■ **GOAL**:
Gather every line in the listing below that contains the string "building". Case counts.

--- Start of DATA SHOWN ---

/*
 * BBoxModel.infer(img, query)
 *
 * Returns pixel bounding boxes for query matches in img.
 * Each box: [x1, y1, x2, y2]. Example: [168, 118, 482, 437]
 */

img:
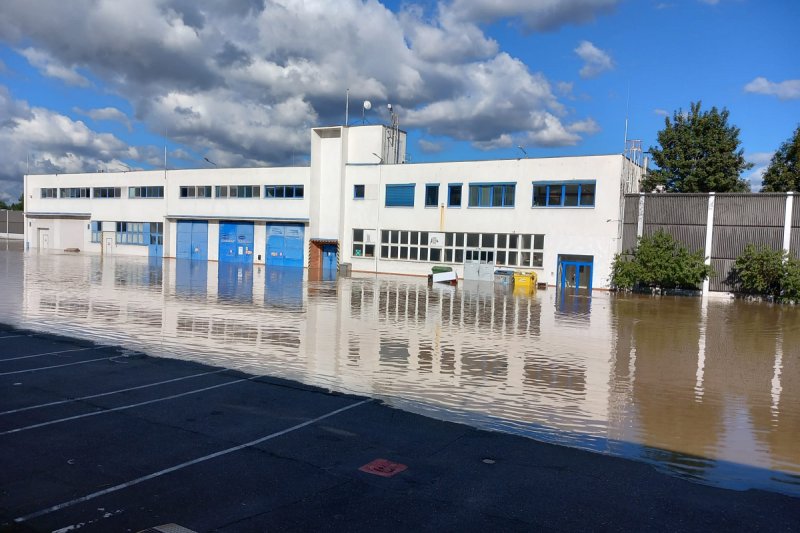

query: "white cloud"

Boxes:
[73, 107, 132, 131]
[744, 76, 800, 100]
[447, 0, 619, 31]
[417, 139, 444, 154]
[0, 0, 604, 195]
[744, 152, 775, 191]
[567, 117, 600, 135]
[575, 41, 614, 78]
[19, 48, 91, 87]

--- End of DATA SHOWN ---
--- Start of DATA SHOWN ---

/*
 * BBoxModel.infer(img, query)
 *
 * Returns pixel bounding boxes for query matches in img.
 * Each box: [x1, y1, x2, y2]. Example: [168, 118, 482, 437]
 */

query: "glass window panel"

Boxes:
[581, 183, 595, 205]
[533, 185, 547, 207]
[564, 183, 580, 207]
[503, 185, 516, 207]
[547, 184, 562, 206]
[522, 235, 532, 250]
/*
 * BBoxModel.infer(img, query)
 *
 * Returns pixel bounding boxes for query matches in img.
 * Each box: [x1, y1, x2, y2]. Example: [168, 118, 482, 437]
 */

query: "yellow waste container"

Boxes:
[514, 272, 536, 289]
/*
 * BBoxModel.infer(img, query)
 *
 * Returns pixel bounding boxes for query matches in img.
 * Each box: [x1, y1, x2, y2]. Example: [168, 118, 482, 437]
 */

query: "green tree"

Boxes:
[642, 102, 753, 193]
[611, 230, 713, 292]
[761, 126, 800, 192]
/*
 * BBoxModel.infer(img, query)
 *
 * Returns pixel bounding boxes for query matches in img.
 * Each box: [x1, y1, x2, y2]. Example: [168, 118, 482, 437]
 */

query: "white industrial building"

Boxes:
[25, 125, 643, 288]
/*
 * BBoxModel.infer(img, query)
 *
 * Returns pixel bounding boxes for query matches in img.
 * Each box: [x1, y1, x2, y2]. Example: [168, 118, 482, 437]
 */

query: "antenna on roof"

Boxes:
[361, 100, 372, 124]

--- End of DATA SHOWN ---
--- Start of DATA SHOWN ---

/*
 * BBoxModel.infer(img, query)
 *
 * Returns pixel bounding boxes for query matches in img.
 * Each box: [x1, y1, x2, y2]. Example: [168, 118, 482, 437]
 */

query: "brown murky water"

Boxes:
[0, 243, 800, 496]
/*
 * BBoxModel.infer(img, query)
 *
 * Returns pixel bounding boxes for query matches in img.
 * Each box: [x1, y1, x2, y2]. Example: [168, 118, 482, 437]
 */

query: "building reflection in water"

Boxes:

--- End of DATA SHOWN ---

■ **THE REPLY**:
query: "white industrial building"
query: "building reflection in water"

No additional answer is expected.